Collection entries:
————
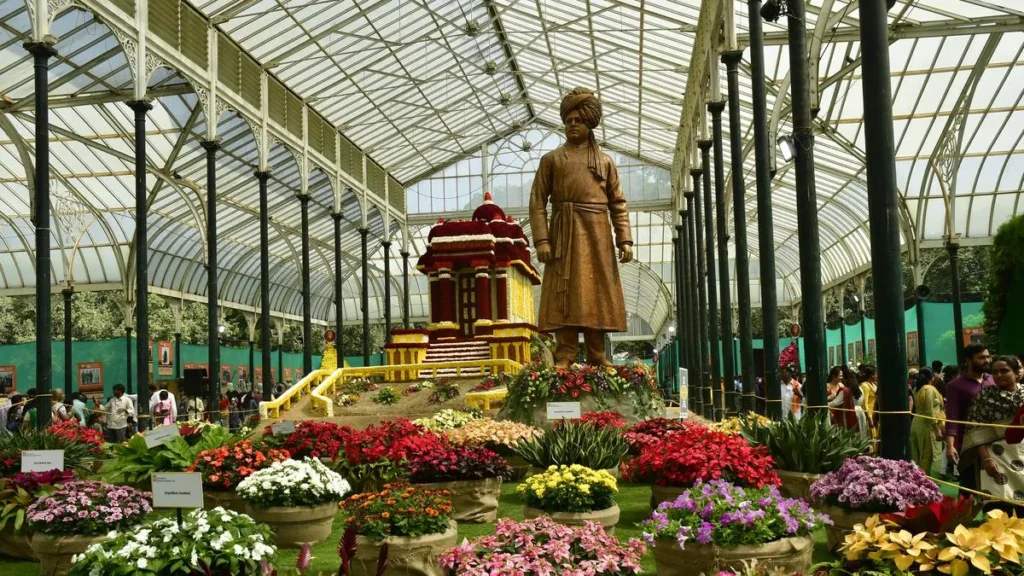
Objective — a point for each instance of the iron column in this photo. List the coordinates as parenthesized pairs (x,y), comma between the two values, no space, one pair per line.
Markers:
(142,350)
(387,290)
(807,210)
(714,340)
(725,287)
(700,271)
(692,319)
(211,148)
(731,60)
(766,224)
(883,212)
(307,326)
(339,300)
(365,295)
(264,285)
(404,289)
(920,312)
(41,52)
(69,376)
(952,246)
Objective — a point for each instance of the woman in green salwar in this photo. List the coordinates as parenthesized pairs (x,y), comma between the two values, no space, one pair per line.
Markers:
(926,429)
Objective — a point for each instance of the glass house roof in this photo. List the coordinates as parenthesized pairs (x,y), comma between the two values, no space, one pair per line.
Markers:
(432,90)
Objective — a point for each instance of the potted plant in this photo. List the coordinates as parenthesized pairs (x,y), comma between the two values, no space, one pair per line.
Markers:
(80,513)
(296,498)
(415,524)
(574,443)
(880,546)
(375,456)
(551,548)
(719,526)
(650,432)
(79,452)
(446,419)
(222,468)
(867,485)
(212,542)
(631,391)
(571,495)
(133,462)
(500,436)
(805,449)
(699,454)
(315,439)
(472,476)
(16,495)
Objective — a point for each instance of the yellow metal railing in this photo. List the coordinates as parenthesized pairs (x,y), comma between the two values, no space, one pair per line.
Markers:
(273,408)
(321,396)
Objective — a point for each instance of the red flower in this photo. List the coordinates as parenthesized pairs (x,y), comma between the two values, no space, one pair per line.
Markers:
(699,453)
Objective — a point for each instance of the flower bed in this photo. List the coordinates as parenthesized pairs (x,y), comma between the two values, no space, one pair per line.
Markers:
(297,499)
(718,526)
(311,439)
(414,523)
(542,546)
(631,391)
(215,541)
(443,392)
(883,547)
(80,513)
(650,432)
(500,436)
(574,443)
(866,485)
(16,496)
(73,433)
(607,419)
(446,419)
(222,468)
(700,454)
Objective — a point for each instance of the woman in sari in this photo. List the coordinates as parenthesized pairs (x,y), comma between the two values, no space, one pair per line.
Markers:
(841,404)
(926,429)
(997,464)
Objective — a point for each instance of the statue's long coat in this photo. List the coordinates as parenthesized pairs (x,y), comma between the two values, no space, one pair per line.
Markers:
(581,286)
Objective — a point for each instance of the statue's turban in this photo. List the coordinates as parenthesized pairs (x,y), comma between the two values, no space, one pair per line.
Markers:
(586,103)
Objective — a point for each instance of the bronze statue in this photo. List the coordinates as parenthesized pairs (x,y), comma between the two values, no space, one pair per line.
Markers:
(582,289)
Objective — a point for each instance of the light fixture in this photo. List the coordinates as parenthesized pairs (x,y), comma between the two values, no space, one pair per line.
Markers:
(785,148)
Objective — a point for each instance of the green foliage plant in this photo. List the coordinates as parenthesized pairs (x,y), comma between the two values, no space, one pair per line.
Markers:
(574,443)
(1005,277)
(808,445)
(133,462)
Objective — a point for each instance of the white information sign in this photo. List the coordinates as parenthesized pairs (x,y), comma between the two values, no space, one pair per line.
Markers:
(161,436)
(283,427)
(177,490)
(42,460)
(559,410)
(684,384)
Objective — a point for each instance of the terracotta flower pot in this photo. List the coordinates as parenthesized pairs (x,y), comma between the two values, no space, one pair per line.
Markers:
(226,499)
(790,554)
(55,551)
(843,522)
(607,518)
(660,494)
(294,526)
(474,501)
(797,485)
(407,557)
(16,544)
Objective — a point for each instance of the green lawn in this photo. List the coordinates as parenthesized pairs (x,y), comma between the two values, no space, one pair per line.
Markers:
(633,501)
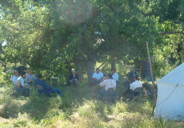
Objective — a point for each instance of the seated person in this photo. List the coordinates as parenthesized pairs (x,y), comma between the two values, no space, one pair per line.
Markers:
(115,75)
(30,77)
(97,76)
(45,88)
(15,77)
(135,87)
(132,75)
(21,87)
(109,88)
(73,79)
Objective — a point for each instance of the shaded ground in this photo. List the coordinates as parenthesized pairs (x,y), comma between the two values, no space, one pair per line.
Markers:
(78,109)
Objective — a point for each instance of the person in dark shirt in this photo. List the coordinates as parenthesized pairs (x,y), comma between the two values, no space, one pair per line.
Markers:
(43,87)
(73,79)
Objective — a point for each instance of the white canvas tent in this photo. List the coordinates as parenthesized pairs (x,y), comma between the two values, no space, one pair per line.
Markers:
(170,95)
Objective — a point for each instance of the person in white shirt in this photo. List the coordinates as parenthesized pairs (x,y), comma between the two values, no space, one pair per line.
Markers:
————
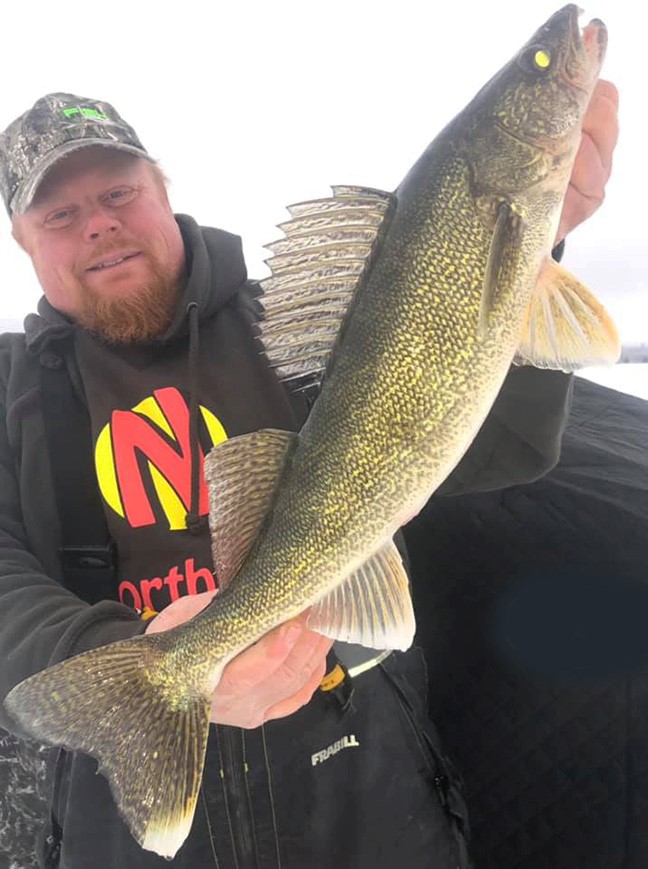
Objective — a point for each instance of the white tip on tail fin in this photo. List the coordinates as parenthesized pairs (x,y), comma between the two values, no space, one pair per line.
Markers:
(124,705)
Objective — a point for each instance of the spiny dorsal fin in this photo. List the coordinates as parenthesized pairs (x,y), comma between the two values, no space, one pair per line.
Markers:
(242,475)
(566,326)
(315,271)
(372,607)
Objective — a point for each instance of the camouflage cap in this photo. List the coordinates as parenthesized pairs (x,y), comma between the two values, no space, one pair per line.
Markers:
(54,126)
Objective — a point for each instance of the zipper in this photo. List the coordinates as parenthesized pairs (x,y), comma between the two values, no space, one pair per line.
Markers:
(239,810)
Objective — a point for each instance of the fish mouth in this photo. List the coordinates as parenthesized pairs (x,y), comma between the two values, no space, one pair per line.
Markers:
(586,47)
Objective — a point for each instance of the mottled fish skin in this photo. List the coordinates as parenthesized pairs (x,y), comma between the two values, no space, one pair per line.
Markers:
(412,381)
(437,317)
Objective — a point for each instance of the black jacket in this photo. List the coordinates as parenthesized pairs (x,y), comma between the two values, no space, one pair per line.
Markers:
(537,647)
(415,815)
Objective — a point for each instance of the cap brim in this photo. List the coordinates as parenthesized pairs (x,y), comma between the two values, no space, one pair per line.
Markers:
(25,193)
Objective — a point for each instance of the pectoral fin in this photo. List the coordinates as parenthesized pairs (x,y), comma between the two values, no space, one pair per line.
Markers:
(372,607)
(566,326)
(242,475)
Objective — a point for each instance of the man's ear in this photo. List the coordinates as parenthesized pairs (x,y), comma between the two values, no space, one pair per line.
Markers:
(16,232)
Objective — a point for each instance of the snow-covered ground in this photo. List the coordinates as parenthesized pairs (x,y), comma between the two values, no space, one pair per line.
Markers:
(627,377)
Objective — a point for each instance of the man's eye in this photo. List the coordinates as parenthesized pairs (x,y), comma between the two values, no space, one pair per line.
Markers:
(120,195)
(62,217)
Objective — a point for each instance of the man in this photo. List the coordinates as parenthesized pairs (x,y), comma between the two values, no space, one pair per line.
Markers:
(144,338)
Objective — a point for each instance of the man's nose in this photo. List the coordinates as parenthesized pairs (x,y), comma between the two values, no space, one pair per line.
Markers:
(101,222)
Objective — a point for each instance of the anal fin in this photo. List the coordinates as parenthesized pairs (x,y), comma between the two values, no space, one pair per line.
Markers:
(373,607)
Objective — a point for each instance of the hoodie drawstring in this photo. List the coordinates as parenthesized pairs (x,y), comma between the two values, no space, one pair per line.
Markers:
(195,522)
————
• Required task
Locate every line in the entries that contains the word "person", and copy each of those lines.

• Answer to this task
Objective — a point for each instance of the seated person in this photo. List the coordinates as parenthesized pairs (x,y), comma between the two values, no space, one pair per line.
Objective — a point for each instance of the person in dark shirt in this photo. List the coordinates as parenthesized pairs (x,y), comma between the two values, no space, one pair per line.
Objective — a point for each instance of the person in white shirt in this photo. List the coordinates as parenthesized pairs (x,y), comma between the two values, no space, one pair per line.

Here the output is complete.